WHAT YOU WILL DO:
[1] In the triangles solutions text, which congruency condition proves ∆ABD ≅ ∆ACD in part (i) of Question 2?
[2] Pick up the triangles solutions text below right after its final line and carry it forward.

___ TEXT ___

These NCERT Solutions for Class 9 Maths Chapter 7 Triangles Ex 7.3 Questions and Answers are prepared by our highly skilled subject experts.
NCERT Solutions for Class 9 Maths Chapter 7 Triangles Exercise 7.3
Question 1.
∆ABC and ∆DBC are two isosceles triangles on the same base BC and vertices A and D are on the same side BC (see Fig. 7.39). If AD is extended to intersect BC at P, show that
(i) ∆ABD ≅ ∆ACD
(ii) ∆ABP ≅ ∆ACP
(iii) AP bisects ∠A as well as ∠D.
(iv) AP is the perpendicular bisector of BC
Solution:
(i) In ∆ABD and ∆ACD
AB = AC (∵ ABC is an isosceles ∆)
BD = CD (∵ DBC is an isosceles ∆)
AD = AD (Common)
By S-S-S Congruency condition
∆ABD = ∆ACD
∴ ∠BAD = ∠CAD ……(A) (By C.P.CT)
(ii) In ∆ABP and ∆ACP
AB = AC (∵ ABC is an isoscles ∆)
∠BAP = ∠CAP
AP = AP
By S-A-S Congruency Condition
∠ABP = ∠ACP
Therefore, BP = CP …….(i) (By C.P.C.T.)
(iii) We have
∆ABD = ∆ACD (From (A))
∴ ∠BAD = ∠CAD (By C.P.C.T.)
∴ AP bisects ∠A
Again,
In ∆BDP and ∆GDP
BD = CD (∵ ∆BDC is an isoscles ∆)
DP = DP (Common)
BP = CP (From equation (i))
By S-S-S Congruency Condition
∆BDP ≅ ∆CDP ………(B)
∴ ∠BDP = ∠CDP (By C.P.C.T)
Therefore, AP bisects ∠D …….(iii)
From equation (ii) and (iii) we can say AP bisects ∠A as well as ∠D.
(iv) we have
∆BDP = ∆CDP (from (B))
∴ BP = CP ……(iv) (By C.P.C.T.)
Again, ∠BPD = ∠CPD (By C.P.C.T.)
Now, ∠BPD + ∠CPD = 180
or, ∠BPD + ∠BPD = 180
2∠BPD = 180
∴ ∠BPD = 90 ……(v)
Therefore, From equations (iv) and (v) we can say AP is the perpendicular bisector of BC.
Question 2.
AD is an altitude of an isosceles triangle ABC in which AB = AC. Show that
(i) AD bisects BC
(ii) AD bisects ∠A
Solution:
(i) In ∆ABD and ∆ACD
AB = AC (Given)
∠ADB = ∠ADC (each 90°)
AD = AD (Common)
By R.H.S Congruency Condition
∆ABD = ∆ACD ……(i)
∴ BD = CD (By C.P.C.T.)
Therefore, AD bisects BC.
(ii) We have
∆ABD = ∆ACD (from equation (i))
∴ ∠BAD = ∠CAD (By C.P.C.T.)

___ PROVIDED INFORMATION ___

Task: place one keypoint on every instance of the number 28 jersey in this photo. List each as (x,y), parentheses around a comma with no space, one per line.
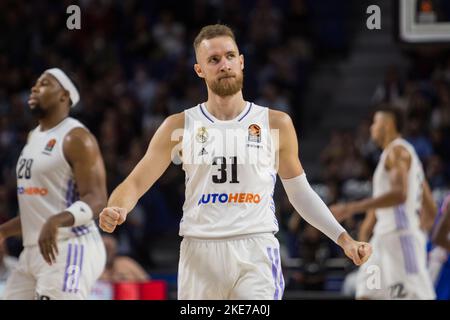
(230,174)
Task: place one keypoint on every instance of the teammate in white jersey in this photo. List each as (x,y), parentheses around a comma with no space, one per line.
(229,250)
(400,211)
(61,188)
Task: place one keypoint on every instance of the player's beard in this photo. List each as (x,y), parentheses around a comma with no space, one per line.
(38,112)
(229,86)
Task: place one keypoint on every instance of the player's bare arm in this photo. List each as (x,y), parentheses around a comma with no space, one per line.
(429,208)
(301,195)
(13,227)
(144,175)
(83,154)
(441,235)
(398,163)
(10,228)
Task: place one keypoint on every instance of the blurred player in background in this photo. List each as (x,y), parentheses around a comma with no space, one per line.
(401,209)
(229,250)
(439,255)
(61,188)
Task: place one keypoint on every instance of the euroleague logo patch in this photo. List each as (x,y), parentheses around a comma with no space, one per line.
(254,133)
(202,135)
(49,147)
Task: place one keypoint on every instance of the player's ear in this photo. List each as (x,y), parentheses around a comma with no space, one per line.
(198,70)
(65,96)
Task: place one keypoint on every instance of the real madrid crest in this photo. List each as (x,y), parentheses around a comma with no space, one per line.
(202,135)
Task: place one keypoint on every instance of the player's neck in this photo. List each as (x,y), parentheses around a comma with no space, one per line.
(389,138)
(225,108)
(52,120)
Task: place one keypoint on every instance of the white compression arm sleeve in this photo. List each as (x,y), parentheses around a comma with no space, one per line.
(309,205)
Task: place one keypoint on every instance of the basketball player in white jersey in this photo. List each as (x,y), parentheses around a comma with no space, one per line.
(61,188)
(400,211)
(229,250)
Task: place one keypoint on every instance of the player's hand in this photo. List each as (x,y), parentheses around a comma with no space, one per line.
(47,241)
(358,252)
(111,217)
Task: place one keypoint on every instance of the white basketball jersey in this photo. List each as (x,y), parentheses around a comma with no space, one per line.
(230,174)
(406,215)
(45,182)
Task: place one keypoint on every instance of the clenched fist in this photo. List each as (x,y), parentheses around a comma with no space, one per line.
(111,217)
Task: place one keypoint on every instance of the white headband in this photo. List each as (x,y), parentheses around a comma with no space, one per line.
(66,83)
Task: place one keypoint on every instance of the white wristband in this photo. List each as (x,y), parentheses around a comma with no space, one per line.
(82,213)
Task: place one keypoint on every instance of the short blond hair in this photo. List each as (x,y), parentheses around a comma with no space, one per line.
(213,31)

___

RESULTS FOR EACH TASK:
[1] The R.H.S congruency condition.

[2]
Therefore, AD bisects ∠A.
Question 3.
Two sides AB and BC and median AM of one triangle ABC are respectively equal to sides PQ and QR and median PN of ∆PQR (see Fig. 7.40). Show that:
(i) ∆ABM ≅ ∆PQN
(ii) ∆ABC ≅ ∆PQR
Solution:
(i) In ∆ABM and ∆PQN
AB = PQ (Given)
BM = QN (Given)
AM = PN (Given)
By S-S-S Congruency Condition,
∆ABM ≅ ∆PQN …..prove (i)
∴ ∠B = ∠Q (By C.P.C.T)
(ii) Now, In ∆ABC and ∆PQR
AB = PQ (Given)
BM = QN (Given)
∴ 2BM = 2QN
or, BC = QR
(Because M and N are respectively the midpoint of side BC and QR)
∠B = ∠Q (Prove above)
By S-A-S Congruency Condition
∆ABC ≅ ∆PQR …….prove (ii)
Question 4.
BE and CF are two equal altitudes of a triangle ABC. Using the R.H.S congruence rule, prove that the triangle ABC is isosceles.
Solution:
In ∆BFC and ∆CEB
CR = BE (Given)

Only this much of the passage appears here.